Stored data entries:
****************

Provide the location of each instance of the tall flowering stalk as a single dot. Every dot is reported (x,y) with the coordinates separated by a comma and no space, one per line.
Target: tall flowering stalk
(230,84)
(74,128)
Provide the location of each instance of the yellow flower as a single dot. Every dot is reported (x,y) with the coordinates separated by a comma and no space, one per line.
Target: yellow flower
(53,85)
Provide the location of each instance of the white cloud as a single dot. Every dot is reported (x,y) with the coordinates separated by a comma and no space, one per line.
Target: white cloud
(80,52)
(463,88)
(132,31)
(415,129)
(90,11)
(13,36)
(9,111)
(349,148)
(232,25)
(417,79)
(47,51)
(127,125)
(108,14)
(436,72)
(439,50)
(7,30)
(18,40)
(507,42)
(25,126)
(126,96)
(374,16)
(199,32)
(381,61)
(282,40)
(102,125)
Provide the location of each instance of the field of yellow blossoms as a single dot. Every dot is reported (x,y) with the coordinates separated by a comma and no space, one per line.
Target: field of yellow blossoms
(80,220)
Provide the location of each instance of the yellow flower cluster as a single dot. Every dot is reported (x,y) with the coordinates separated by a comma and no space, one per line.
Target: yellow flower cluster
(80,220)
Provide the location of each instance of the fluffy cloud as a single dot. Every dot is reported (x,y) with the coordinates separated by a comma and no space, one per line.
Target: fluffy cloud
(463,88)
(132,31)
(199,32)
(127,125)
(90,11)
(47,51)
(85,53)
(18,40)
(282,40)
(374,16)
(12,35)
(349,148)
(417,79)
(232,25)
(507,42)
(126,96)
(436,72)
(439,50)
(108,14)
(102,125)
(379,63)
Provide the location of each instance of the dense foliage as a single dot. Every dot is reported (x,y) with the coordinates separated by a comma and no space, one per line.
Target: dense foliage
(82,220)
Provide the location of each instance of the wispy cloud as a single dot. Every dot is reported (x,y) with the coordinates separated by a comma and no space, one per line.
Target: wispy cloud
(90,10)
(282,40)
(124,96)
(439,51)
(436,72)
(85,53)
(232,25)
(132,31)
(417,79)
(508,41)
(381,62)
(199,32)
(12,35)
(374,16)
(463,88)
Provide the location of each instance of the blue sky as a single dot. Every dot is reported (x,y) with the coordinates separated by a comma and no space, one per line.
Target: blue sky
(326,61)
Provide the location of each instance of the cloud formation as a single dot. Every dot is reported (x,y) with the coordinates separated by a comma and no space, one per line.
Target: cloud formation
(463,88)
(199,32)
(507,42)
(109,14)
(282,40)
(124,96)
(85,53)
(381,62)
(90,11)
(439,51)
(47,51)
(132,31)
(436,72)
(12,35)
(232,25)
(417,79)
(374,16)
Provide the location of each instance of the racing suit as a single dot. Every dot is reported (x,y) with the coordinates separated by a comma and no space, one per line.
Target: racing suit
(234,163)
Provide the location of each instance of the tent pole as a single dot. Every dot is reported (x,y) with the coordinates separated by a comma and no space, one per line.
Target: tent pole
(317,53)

****************

Copy out, word for word, the lines of the records from the line containing "Provide the location of each instance of the wispy" through the last line of the records, including both.

### Response
Provide the location of each instance of the wispy cloud as a single dot. Every dot is reported (x,y) with the coordinates separated by a comma and no space, one per line.
Target: wispy cloud
(90,10)
(282,40)
(124,96)
(439,51)
(436,72)
(85,53)
(232,25)
(132,31)
(417,79)
(508,41)
(381,62)
(199,32)
(12,35)
(374,16)
(463,88)
Provide the location of each instance of the blue sky as a single dot. Every dot is reported (x,y) with the coordinates separated by a comma and no space, one per line.
Target: blue sky
(326,61)
Provide the location of each instance of the cloud formation as a single dot. Every dot is reported (x,y) with the coordinates separated by a comma and no space, one per line.
Target: cloud formation
(463,88)
(199,32)
(507,42)
(109,14)
(282,40)
(124,96)
(85,53)
(381,62)
(90,11)
(439,51)
(47,51)
(132,31)
(436,72)
(12,35)
(232,25)
(417,79)
(374,16)
Provide the location of each instance of the racing suit as a single dot. Every dot is reported (x,y) with the coordinates separated by a comma and no space, one per line.
Target: racing suit
(234,163)
Provide the location of each instance of the tent pole as a single dot. Every dot is reported (x,y) with the coordinates separated by a comma and no space, one per line.
Target: tent pole
(317,53)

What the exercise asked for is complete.